**WHAT IS ASKED**
Please reproduce the following entries line for line, without any changes.

[Records from a collection]
* BEGIN *
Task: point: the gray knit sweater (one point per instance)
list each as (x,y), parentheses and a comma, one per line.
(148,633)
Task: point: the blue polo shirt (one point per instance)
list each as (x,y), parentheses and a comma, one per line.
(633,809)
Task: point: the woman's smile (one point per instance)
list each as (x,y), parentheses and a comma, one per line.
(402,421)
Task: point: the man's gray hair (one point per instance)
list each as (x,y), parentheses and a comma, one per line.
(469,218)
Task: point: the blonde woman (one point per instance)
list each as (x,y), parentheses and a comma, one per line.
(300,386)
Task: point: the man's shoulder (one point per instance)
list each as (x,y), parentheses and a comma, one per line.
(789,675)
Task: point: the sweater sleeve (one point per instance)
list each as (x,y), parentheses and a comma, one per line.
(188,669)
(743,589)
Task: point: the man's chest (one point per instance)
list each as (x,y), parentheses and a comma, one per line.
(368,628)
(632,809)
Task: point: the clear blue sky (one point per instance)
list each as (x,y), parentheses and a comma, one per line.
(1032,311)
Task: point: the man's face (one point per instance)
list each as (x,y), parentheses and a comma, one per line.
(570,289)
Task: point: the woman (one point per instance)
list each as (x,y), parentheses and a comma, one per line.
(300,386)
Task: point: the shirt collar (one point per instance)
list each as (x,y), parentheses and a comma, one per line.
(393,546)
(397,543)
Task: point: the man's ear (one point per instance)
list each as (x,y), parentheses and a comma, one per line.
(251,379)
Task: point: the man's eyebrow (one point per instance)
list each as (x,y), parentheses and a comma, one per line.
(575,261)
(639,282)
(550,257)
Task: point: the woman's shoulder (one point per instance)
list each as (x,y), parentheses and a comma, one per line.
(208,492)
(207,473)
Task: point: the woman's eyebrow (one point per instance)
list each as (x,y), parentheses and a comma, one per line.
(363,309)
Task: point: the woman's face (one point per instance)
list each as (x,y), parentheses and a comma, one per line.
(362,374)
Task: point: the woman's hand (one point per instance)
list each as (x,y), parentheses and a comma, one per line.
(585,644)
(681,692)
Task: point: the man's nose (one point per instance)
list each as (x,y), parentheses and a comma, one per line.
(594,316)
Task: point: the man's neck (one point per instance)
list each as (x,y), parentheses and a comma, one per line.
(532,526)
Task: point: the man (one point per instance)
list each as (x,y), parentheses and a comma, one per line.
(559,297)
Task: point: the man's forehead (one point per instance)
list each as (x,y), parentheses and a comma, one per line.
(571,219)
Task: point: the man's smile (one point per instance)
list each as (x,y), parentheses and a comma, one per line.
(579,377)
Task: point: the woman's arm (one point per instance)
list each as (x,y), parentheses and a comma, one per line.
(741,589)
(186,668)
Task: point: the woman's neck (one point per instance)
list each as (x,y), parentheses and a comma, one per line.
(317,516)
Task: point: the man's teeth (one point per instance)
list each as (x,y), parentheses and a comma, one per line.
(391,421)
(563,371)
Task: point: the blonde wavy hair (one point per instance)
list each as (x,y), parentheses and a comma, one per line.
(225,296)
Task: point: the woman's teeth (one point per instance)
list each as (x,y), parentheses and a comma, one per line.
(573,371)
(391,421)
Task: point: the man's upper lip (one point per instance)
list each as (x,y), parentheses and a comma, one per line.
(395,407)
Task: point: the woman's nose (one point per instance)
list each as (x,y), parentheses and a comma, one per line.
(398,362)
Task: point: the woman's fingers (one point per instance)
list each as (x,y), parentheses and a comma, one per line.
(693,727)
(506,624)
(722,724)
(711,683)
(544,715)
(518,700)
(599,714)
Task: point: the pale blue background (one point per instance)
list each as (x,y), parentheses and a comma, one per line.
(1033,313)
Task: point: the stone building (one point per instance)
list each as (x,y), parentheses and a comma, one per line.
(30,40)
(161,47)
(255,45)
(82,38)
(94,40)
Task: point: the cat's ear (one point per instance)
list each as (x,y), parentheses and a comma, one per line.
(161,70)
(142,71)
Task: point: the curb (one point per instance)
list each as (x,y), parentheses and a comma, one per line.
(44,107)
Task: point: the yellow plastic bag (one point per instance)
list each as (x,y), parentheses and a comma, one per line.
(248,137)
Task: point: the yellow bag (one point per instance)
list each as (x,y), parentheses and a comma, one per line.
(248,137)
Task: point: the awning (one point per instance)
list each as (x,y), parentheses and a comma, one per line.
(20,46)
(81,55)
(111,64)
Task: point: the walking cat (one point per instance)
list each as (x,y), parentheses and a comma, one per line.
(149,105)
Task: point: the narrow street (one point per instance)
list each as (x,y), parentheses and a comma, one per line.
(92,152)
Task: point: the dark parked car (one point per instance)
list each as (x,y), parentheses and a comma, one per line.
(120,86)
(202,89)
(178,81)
* END *
**RESULT**
Task: point: the gray knit sweater (one point per instance)
list each as (x,y), parentheses and a comma, one per line.
(148,633)
Task: point: the blue polo shirt (one point per instance)
list each as (x,y), parentheses and a comma, one per line.
(633,809)
Task: point: the woman's smile (one point per instance)
list each as (x,y), parentheses and a comma, one per line.
(402,421)
Task: point: the man's gray hair (one point per instance)
list each as (x,y), parentheses and a comma, one per line.
(469,218)
Task: point: the blonde woman (one point per instance)
list each as (x,y), parentheses and a comma, one per line.
(300,386)
Task: point: the man's shoulder (one point per instance)
list each as (x,y), parentheses and a comma, one per line.
(789,675)
Task: point: the sweater sleeve (one point per instance)
list each as (x,y), parentheses and a comma, one per line.
(188,669)
(743,589)
Task: point: the man's chest (one point per instance)
list each as (x,y), parentheses and a comma, one per line.
(368,628)
(632,809)
Task: point: the clear blue sky (one point per instance)
list each as (x,y), parentheses and a comma, one per line.
(1032,311)
Task: point: the man's face (one point per instance)
list each as (x,y), parentheses and a comma, one per line.
(570,289)
Task: point: the woman (one point per instance)
list each as (x,y), parentheses and a comma, one per line.
(300,386)
Task: point: the shirt collar (one point per instance)
list each as (x,y), parentheses and a comma, one per line.
(393,546)
(397,543)
Task: point: the man's ear (one point per instance)
list each as (x,y), parentheses and a comma, one per line.
(251,379)
Task: point: the man's eyebrow (one point per instance)
list each as (x,y), parentheses and a comma, one per line.
(575,261)
(639,282)
(550,257)
Task: point: the woman's shoulder (one point per instance)
list each as (x,y), parentheses and a comma, one per line.
(208,492)
(207,473)
Task: point: the woman's eyebrow (one point per instance)
list each as (x,y), parentheses and a comma, one per line.
(363,309)
Task: point: the woman's face (one point per instance)
list each as (x,y), parentheses and a comma, one per line.
(362,374)
Task: point: the woman's hand (one point per instance)
list each as (x,y), parentheses and a comma, one per line.
(585,644)
(681,692)
Task: point: the man's nose (one point per instance)
list each as (x,y), parentheses and a comma, one per line.
(594,316)
Task: point: the man's neck (one point per instance)
list each as (x,y), parentheses and a comma, one per line.
(532,526)
Task: point: the man (one point per instance)
list each as (x,y), parentheses and a comma, one per line.
(559,297)
Task: point: the man's forehead (one point per instance)
list each as (x,y), parentheses and a comma, one per line.
(571,219)
Task: point: the man's smile (one point per instance)
list each as (x,y), parentheses and a comma, one per line.
(579,377)
Task: point: the woman's arm (one point per instance)
list each as (x,y), parentheses and a comma, one per line.
(741,589)
(186,668)
Task: point: the woman's neck (one point per instance)
list each as (x,y), parentheses and a comma, one per line.
(317,516)
Task: point: the man's teeth (one point per instance)
list each as (x,y), parentheses and a comma, one per line.
(391,421)
(563,371)
Task: point: the blonde wavy hair (one point per instance)
list each as (x,y), parentheses and a comma, one per line.
(225,296)
Task: point: the woman's teeth (one point per instance)
list each as (x,y), parentheses and a comma, one per line.
(573,371)
(391,421)
Task: point: the man's upper lip (one point per instance)
list each as (x,y), parentheses and a comma, one per line.
(395,407)
Task: point: the woman's nose (one point per instance)
list each as (x,y), parentheses and a comma, one per line.
(398,362)
Task: point: the woman's fingers (one point per instance)
list each as (x,y), parentheses and a comma, one per line.
(693,727)
(506,624)
(722,724)
(711,683)
(544,715)
(518,700)
(599,714)
Task: point: the pale blue background (one point per instance)
list each as (x,y), parentheses and a comma, one per line.
(1033,313)
Task: point: the stone building (one point per instance)
list each as (x,y), parentheses and a comma, one per line.
(30,40)
(161,47)
(255,45)
(82,38)
(94,40)
Task: point: the cat's ear (one point per instance)
list each as (x,y), parentheses and a comma, one per line.
(161,70)
(142,71)
Task: point: the curb (one point per instance)
list each as (x,y), parentheses and a comma, one per line.
(44,107)
Task: point: the yellow plastic bag (one point per instance)
list each as (x,y), parentheses and a comma, one per line.
(248,137)
Task: point: the yellow bag (one point per instance)
list each as (x,y), parentheses and a comma, one per line.
(248,137)
Task: point: the awning (one point per instance)
list each as (x,y), parentheses and a comma, one per line.
(20,46)
(81,55)
(111,64)
Task: point: the walking cat (one point per instance)
list each as (x,y), parentheses and a comma, one per line.
(149,105)
Task: point: the narrow street (one point per instance)
list each as (x,y), parentheses and a comma, one per line.
(92,152)
Task: point: the dark parked car (one point per instance)
list each as (x,y), parentheses and a comma, one per line.
(120,86)
(202,89)
(178,81)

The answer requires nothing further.